**Challenge**
Copy out every one of the entries below word for word, leaving out the pictures.

**Entries from a data collection**
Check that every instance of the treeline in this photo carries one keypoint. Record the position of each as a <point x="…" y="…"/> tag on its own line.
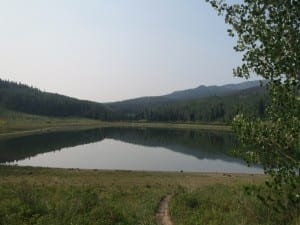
<point x="20" y="97"/>
<point x="212" y="109"/>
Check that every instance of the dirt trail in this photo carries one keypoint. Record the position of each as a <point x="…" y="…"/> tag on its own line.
<point x="162" y="214"/>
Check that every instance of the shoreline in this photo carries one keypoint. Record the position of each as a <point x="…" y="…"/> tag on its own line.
<point x="114" y="171"/>
<point x="101" y="124"/>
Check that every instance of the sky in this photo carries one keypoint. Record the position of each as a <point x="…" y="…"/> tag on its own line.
<point x="111" y="50"/>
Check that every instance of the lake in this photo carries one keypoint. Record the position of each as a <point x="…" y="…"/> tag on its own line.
<point x="127" y="149"/>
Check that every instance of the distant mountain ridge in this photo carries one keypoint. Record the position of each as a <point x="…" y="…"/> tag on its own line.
<point x="131" y="105"/>
<point x="207" y="91"/>
<point x="184" y="105"/>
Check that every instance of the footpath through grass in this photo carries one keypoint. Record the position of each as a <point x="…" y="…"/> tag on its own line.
<point x="70" y="196"/>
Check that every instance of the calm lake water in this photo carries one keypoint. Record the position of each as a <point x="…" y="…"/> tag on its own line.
<point x="127" y="149"/>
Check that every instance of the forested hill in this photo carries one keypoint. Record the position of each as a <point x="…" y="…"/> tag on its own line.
<point x="132" y="107"/>
<point x="202" y="104"/>
<point x="20" y="97"/>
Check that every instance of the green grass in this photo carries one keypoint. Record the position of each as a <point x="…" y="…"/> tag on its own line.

**Written answer**
Check that every instance of the treeline in this photo carries one keypoint. Record the position of each as a <point x="…" y="…"/> tag on its own line.
<point x="20" y="97"/>
<point x="212" y="109"/>
Check that every instance of the dirt trail in this photo carries one keypoint. Record the position of each as a <point x="…" y="…"/> tag on its own line.
<point x="162" y="214"/>
Check that every instance of the shoreline in this photo carries one keypoint. Record the position of each as a <point x="…" y="…"/> tag on its own line.
<point x="114" y="171"/>
<point x="101" y="124"/>
Check that every instance of the sky in this photo carries one keypoint. Record the position of each as a <point x="…" y="…"/> tag on its own line.
<point x="111" y="50"/>
Check that every instance of the lake in this photo carries one keypoint. Record the position of each as a <point x="…" y="…"/> tag on its own line.
<point x="127" y="149"/>
Check that every instance of the distant mountain ridge in this photo carries one keypoint. Record the position of each as a <point x="…" y="…"/> tag on its own line.
<point x="131" y="105"/>
<point x="207" y="91"/>
<point x="184" y="105"/>
Check that every instance of the footpath through grass in this photo carries one keypoint. Record the position of each as a <point x="…" y="…"/> tag on its own line.
<point x="70" y="196"/>
Check that every instance of the calm lake water in this photo carries one keypoint. Record the position of each as a <point x="…" y="…"/> tag on its own line.
<point x="127" y="149"/>
Check that every instance of the forested hill in this photo carries one keypoint. Record the position of each as a <point x="…" y="…"/> tag on its own line.
<point x="132" y="107"/>
<point x="202" y="104"/>
<point x="20" y="97"/>
Check that every instance of the green grass in this photo carries one keypoint. Record the position of each as a <point x="…" y="…"/> tag on its own line.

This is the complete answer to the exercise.